(TEXT BLOCK):
§

# New draw! Answer please! V2!



## FanKi (Apr 23, 2015)

What's up folks?

I'm bringing you my last drawing :3
It's a 2nd version for something I've done before, if you are interested on it, it's here http://www.artistforum.com/graphite-drawing/new-draw-answer-please-23441/

Now, I like this one muuuuuch more. I must say I'm proud of it, I did use a reference for the outlines but the shadowing it's done from my mind.

Here it is :vs_blush:



Spoiler












I don't know why the arms looks so white, they are brighter than the legs but in the pic they seem like if I didn't do anything >.< it may be the scanner 
Here is another one with a contrast touch made in the PC, that's how the arms really look life >.< I Should make a mix between them so I would have the correct body and the right arms 



Spoiler

















IITS TIME... FOR THE BIG QUESTION! :vs_cool:

I'm making the same question as before. I want you to answer sincerely.

*What do you think he is thinking/feeling? When you look at him, are you able to perceive something? *

Any critique will be good recieved ^_^ Don't be afraid of pointing out mistakes, I like it but I know it has a lot :laugh:


----------



## karliejaye (Mar 31, 2015)

When I look at him I see someone struggling with internal demons. Very introspective, maybe even dissociating. I like it a lot. Very powerful (though vulnerable at the same time) position and expression.


----------



## Melody Jeoulex (Apr 29, 2015)

Ooohhh.. Getting better buddy!


----------



## TerryCurley (Jan 4, 2015)

The shading makes the picture come alive. This is a big step forward from the first one FanKi. 

His eyes are very expressive, also his body language. In this one he comes across to me as angry and closing himself in from the outside world. It's so good. It is not easy to convey an emotion and you did it well.


----------



## Bushcraftonfire (Apr 22, 2015)

To me.. he looks like he is very frightened or worried about something


----------



## leighann (May 10, 2015)

I see determination ....angst. Your art improvement is blowing my mind, @FanKi!! Bravo!


----------



## Leo (Sep 24, 2015)

I see alot of fear especially in the eyes and how he is holding his arms 
I really think you did an amazing job on this both with the shading and portraying emotion ^_^


----------



## FanKi (Apr 23, 2015)

That's it! "Internal demons" Frightened, worried, fear, angst "closing himself in from the outside world"... that's exactly what I wanted!

Thanks to everyone =)


----------



## TerryCurley (Jan 4, 2015)

You definitely portrayed the emotion well. That is what good art is all about.


----------



## chanda95 (Apr 6, 2011)

You did a very nice job and especially so in capturing his emotions. You were able to convey the exact emotions you were hoping to convey and that is no small task. Great job!


----------



## Susan Mulno (Apr 13, 2015)

This is wonderful! You were green as the grass when you joined here and now you have already accomplished what other people have said is their most difficult challenge! A person with expression! Way to go!:encore::clap:


----------



## FanKi (Apr 23, 2015)

Thank you girls! 

Next challenge: Maybe my dog :O


----------

§

(DATA SHOWN):

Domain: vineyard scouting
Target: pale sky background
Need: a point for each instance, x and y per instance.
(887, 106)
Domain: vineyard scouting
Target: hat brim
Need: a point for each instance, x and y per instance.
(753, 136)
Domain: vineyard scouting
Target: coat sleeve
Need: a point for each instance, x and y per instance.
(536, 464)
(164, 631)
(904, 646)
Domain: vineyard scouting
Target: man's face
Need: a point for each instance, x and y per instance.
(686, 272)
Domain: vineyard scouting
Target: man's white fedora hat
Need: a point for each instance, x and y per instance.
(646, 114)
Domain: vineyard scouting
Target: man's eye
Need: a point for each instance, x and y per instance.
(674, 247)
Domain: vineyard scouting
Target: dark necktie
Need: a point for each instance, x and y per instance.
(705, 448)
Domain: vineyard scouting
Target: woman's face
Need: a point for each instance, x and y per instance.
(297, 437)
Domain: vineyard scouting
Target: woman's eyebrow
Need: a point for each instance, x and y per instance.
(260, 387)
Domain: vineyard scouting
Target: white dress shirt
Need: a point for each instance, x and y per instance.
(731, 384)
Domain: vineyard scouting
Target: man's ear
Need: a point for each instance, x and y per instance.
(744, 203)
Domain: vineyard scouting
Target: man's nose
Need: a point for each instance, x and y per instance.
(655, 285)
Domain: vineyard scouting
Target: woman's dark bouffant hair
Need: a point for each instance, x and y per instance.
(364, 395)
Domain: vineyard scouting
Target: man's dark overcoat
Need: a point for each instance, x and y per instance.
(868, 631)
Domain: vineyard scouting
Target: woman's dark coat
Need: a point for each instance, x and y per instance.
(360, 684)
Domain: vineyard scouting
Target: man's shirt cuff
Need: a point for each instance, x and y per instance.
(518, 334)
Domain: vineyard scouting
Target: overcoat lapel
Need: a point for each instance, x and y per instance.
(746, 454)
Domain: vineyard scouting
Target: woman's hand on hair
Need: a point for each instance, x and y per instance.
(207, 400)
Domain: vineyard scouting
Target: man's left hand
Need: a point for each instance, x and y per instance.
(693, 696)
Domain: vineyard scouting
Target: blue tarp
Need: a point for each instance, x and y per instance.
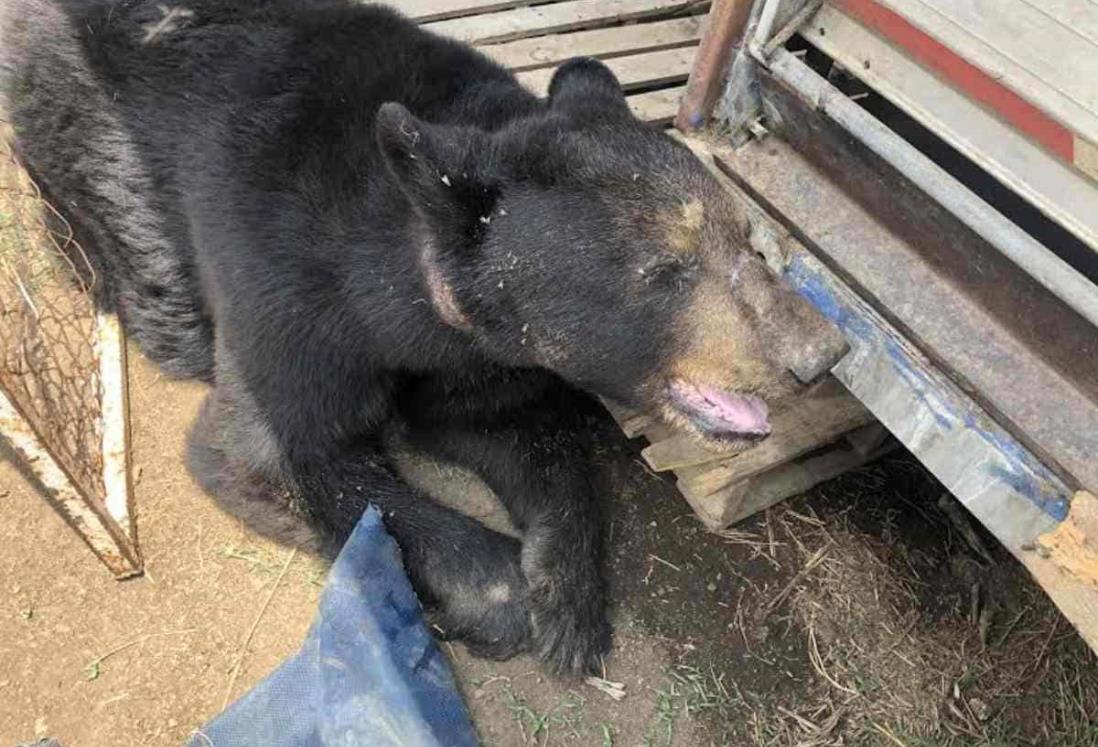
(368, 673)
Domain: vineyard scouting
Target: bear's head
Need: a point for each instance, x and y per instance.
(586, 242)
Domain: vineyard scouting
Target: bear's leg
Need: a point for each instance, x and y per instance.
(471, 575)
(535, 459)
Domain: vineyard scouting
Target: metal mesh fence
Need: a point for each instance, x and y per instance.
(48, 350)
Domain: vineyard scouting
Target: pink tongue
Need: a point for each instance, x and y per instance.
(742, 414)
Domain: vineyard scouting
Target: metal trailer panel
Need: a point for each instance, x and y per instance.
(1053, 186)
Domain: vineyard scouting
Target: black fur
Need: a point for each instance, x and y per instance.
(337, 267)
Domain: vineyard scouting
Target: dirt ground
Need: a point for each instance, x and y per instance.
(855, 615)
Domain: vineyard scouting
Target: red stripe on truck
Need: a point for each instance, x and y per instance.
(966, 77)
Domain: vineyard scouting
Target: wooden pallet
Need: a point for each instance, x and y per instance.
(649, 44)
(813, 439)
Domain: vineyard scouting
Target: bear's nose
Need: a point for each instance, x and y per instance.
(814, 360)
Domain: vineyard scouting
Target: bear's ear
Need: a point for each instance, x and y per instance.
(584, 87)
(434, 164)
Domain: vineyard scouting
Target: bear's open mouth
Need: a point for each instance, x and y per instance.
(720, 414)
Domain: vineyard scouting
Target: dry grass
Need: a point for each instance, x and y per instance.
(918, 643)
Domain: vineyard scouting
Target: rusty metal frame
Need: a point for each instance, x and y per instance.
(105, 523)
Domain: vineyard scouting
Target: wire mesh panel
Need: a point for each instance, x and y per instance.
(63, 400)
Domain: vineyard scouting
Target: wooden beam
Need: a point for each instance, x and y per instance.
(571, 15)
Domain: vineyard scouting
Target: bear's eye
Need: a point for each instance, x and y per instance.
(665, 271)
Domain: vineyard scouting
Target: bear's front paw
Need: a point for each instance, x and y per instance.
(571, 634)
(488, 612)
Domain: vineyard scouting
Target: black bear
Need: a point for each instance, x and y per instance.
(347, 224)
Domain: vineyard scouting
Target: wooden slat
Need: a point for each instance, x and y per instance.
(747, 498)
(657, 107)
(1017, 75)
(651, 68)
(803, 428)
(529, 54)
(571, 15)
(440, 10)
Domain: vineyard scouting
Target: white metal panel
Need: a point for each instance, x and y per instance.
(1042, 59)
(1055, 188)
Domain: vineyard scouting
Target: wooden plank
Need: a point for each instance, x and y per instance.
(810, 424)
(118, 489)
(529, 54)
(1076, 15)
(657, 107)
(651, 68)
(439, 10)
(800, 476)
(1061, 58)
(1060, 191)
(1014, 74)
(570, 15)
(1065, 562)
(747, 498)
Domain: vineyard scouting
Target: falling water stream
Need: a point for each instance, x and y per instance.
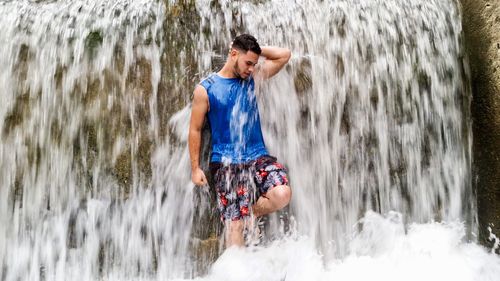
(371, 116)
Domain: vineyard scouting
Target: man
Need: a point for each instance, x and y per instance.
(240, 164)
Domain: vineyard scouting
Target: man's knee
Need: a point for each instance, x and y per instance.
(282, 195)
(235, 226)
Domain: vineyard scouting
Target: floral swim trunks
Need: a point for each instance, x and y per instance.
(238, 186)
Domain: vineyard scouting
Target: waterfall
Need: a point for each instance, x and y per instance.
(371, 116)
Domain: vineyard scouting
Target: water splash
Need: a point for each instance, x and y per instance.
(372, 113)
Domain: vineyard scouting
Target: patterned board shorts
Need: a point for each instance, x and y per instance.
(239, 185)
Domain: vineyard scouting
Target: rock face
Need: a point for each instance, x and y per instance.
(481, 23)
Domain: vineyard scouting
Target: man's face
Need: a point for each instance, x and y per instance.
(244, 63)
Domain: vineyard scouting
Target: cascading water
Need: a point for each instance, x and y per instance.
(372, 114)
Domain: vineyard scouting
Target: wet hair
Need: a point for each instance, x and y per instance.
(245, 43)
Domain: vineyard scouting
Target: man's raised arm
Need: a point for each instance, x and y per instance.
(276, 58)
(198, 112)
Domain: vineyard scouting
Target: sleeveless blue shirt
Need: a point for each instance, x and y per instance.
(234, 119)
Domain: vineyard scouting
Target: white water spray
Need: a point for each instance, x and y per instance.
(372, 115)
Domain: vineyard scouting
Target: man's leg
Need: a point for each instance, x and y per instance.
(275, 199)
(234, 233)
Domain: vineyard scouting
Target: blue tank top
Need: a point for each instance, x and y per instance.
(234, 119)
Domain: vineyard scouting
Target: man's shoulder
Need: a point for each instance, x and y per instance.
(208, 81)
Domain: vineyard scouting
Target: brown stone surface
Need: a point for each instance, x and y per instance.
(481, 24)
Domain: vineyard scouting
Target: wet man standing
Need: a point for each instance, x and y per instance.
(249, 182)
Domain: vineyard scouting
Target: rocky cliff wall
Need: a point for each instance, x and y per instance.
(481, 23)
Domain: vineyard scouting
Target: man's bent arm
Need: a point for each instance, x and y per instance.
(198, 111)
(276, 58)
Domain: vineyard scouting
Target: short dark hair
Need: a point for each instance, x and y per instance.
(245, 43)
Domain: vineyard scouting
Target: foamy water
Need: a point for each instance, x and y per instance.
(385, 250)
(372, 115)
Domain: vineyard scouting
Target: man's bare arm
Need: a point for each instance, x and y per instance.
(276, 58)
(198, 111)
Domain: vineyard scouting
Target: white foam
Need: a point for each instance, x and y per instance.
(432, 251)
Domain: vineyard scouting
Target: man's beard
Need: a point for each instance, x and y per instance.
(236, 71)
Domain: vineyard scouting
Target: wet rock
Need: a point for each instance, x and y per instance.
(482, 31)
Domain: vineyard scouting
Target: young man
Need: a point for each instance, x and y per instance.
(240, 164)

§

(EXERCISES TO COMPLETE):
a) Retype the forum thread from "## Bushcraftonfire (Apr" up to and including "mind, @FanKi!! Bravo!".
b) Pull out each line of the records that contains the string "mesh".
The forum thread and the records are independent of each other and share no content.

(RESPONSES TO THE EXERCISE):
a)
## Bushcraftonfire (Apr 22, 2015)

To me.. he looks like he is very frightened or worried about something


----------



## leighann (May 10, 2015)

I see determination ....angst. Your art improvement is blowing my mind, @FanKi!! Bravo!

b)
Target: metal mesh fence
Target: wire mesh panel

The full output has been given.